# [SOLVED] Computer Specs



## Adam300z (Aug 7, 2012)

Hello forum,
So i am planning on building a computer this summer and need your opinion on the specs of my computer and if it would be capable of doing what i want it to do.

So... You might wonder what i will be doing with the PC. Well, i plan to be recording using Fraps, what i would like to record is games such as Minecraft. Minecraft might be a simple game but fraps is pretty big and takes down quite a bit of FPS. Other than that the pc will be used for simple everyday things. I would also like to be recording in HD just incase anyone was wondering.

Anyways heres what i came up with: 
Asus M4A87TD mother board.
8Gb RipJaw Ram.
GTX 560Ti Graphics Card.
1Tb memory
i7 3770k processor or i7 2600k 

My budget is around $1000 USD.
Is there anything i should replace or think about such as an SSD? 

Help me out please and if theres ANY questions what so ever just ask ill be glad to answer. 

Thanks!
-Adam


----------



## Tyree (May 10, 2009)

*Re: Computer Specs*

The Mobo listed is for AMD.
You will need a Hdd but I would suggest a standard drive. SSD's not a good value at this time.

+ + + + +

In the computer specs thread, what budget does the poster give for the build?

+ + + + +

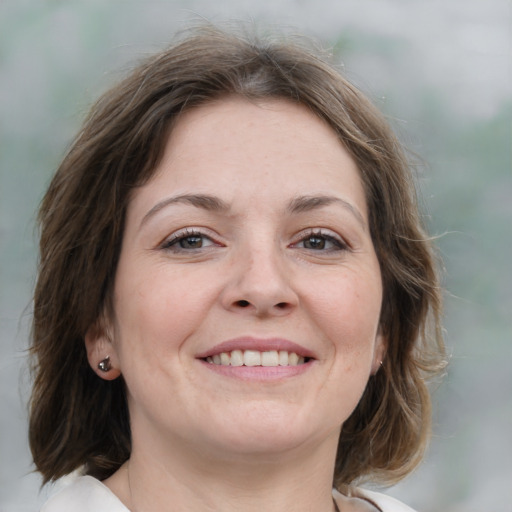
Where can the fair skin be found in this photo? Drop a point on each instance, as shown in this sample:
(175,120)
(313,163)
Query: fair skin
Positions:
(251,236)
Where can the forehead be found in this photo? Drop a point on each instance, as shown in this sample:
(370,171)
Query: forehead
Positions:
(264,150)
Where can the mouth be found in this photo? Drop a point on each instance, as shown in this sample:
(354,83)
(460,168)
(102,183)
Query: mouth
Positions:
(268,358)
(250,353)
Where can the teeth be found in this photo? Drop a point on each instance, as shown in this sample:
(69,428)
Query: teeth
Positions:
(270,358)
(256,358)
(237,358)
(252,358)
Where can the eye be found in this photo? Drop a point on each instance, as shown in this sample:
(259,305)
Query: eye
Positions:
(187,240)
(321,241)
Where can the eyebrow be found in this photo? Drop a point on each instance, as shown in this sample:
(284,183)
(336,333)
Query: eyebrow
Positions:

+ + + + +

WRITTEN SOLUTION: Around $1000 USD.